-- Task details --
Could you repeat, word for word, every line from the one containing "Guideline: for each instance of the wooden stick, imagine" through the final line of the records below, and nothing else?

-- Excerpted records --
::::

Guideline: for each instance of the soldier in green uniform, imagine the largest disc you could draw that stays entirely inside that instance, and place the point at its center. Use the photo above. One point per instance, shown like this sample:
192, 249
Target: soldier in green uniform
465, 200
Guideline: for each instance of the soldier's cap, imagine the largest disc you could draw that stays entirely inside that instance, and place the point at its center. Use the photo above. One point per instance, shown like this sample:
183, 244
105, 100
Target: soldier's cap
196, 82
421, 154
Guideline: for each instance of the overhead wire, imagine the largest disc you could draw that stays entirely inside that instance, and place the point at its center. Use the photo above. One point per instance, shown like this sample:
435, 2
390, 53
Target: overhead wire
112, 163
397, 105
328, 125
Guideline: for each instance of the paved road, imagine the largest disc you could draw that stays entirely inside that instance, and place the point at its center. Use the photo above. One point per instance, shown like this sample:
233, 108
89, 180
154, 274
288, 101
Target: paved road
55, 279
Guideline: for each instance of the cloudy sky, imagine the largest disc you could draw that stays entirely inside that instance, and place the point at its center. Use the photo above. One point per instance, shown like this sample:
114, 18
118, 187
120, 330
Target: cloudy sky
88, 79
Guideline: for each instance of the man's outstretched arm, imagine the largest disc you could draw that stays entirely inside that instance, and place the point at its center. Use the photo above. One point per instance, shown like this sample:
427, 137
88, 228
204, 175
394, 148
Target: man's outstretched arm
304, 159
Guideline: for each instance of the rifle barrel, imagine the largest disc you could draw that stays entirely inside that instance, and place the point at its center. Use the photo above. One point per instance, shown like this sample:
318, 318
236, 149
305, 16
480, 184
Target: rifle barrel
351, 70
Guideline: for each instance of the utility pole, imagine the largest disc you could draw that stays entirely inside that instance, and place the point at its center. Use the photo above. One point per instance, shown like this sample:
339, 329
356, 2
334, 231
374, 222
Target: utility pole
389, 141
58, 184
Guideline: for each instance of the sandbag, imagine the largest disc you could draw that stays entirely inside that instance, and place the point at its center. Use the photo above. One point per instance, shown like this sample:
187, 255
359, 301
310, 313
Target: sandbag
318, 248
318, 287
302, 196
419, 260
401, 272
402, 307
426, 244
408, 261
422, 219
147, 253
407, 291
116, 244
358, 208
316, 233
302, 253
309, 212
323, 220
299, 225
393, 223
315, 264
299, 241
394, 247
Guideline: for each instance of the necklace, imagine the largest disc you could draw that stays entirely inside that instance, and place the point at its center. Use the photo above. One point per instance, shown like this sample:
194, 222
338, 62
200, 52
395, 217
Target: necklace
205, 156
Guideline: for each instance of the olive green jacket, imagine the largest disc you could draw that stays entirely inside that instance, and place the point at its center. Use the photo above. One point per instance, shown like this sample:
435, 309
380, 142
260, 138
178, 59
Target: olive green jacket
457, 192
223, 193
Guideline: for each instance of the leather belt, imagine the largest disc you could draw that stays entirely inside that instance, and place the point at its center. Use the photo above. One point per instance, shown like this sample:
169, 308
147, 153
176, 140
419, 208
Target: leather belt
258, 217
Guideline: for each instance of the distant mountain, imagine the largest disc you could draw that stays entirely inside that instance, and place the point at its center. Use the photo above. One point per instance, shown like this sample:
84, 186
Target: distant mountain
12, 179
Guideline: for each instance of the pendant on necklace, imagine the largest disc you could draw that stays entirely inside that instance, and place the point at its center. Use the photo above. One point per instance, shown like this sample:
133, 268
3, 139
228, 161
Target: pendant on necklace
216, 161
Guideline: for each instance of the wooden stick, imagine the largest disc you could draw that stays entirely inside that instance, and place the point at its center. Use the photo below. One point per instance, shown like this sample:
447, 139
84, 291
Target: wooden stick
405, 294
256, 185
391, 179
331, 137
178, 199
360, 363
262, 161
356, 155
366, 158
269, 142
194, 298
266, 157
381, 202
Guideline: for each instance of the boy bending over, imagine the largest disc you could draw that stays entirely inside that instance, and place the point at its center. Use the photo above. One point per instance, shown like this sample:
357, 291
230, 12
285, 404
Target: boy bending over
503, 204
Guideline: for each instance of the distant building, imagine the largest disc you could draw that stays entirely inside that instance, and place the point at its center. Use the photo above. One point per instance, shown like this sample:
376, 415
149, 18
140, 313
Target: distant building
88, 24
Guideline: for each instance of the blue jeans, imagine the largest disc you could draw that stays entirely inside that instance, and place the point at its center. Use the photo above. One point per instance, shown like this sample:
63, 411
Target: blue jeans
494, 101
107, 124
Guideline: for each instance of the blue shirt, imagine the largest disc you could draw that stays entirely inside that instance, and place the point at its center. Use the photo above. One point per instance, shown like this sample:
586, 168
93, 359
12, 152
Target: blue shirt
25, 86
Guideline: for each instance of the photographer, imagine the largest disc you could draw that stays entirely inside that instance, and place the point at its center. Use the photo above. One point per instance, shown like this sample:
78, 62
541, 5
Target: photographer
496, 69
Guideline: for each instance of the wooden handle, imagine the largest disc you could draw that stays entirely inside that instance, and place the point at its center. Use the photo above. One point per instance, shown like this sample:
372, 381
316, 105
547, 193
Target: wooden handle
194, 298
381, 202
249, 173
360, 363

::::

-- Output for this exercise --
Guideline: for each instance of the wooden stick, imagine the largest disc you could draw that stays entirely inside that instance, and place the point at its center. Use the photo below. One point per instance, shown like this sample:
447, 139
84, 291
Target: wooden stick
405, 294
256, 185
391, 179
331, 137
178, 199
360, 363
262, 161
356, 155
366, 158
269, 142
194, 298
266, 157
381, 202
Guideline: for each instance of the boy bending over, imagine the largest disc you could draw that stays entirely inside that instance, and place the point at its center. Use the photo above. One point per instance, shown like this sample:
357, 291
230, 12
285, 404
Target: boy bending over
503, 204
Guideline: for each instance of the distant building, imagine the largest disc you could draw that stays entirely inside that instance, and place the point at its center. Use the photo above. One point per instance, shown like this sample:
376, 415
149, 18
140, 313
Target: distant building
88, 24
Guideline: for each instance of the blue jeans, imagine the largest disc you could draw that stays entirely inside that instance, and place the point at its center. Use the photo above. One point per instance, shown like this sample:
63, 411
Target: blue jeans
494, 101
107, 124
Guideline: for each instance of the blue shirt, imagine the largest disc you could draw that stays entirely inside that instance, and place the point at its center. Use the photo above. One point per instance, shown like this sample:
586, 168
93, 359
12, 152
Target: blue shirt
25, 86
Guideline: for each instance of the photographer, imagine the largest disc you could draw that stays entirely inside that instance, and place the point at its center. Use the photo above. One point per instance, shown like this sample:
78, 62
541, 5
Target: photographer
496, 69
Guideline: for each instance of the wooden handle, imagine the largest disc you could draw that stays entirely inside that instance, and place the point at its center. Use the photo above. One point per instance, shown like this sample:
372, 381
316, 105
547, 193
Target: wooden handle
194, 298
381, 202
249, 173
360, 363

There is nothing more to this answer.